• Problem to work on:
Rewrite the rows from the line containing "[locate] truck windshield" through the end of the rows, inclusive, renaming "leafy bush" as "leafy shrub" and keeping everything else the same.

■ ■ ■ ■

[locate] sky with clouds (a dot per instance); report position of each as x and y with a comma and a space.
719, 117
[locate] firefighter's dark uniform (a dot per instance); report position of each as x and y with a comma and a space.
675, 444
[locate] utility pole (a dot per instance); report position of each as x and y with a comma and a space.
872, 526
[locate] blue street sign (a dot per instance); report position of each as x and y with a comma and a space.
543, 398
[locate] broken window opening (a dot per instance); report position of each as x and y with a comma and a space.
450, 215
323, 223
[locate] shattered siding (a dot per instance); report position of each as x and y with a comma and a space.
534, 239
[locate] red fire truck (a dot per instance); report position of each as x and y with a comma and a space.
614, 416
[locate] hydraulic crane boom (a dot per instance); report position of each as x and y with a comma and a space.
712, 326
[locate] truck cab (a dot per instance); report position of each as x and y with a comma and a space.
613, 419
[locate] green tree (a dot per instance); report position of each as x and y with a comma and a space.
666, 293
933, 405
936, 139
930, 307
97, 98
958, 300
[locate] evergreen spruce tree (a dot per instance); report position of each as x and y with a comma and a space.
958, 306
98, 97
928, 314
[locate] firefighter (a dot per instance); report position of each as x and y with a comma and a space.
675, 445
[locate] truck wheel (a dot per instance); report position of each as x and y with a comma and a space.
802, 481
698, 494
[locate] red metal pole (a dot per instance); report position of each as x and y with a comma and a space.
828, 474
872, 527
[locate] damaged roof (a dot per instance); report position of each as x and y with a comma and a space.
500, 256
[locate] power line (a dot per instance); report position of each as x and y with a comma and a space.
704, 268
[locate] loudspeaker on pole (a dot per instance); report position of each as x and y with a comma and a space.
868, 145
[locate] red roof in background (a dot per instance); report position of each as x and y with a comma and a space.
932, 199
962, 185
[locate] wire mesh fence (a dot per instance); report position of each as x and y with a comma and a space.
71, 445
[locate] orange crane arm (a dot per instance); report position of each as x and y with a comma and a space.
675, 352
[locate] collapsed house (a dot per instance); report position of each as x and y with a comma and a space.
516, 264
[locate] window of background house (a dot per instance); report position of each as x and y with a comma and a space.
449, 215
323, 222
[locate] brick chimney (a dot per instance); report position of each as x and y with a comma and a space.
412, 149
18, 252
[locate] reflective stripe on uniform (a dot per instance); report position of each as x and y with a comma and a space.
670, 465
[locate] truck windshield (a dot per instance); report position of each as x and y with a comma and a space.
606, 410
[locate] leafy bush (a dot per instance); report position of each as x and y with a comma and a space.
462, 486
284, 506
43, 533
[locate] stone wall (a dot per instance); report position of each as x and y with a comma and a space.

■ ■ ■ ■

• Solved problem:
[locate] truck windshield (a dot per instance); report position of each as x and y with a comma and a space.
606, 410
[locate] leafy shrub (a dot per instance); report position of each as x and y with a comma and a space.
462, 486
284, 506
43, 533
[locate] stone wall (a dot per instance); report position of each as x and y with a comma and a space.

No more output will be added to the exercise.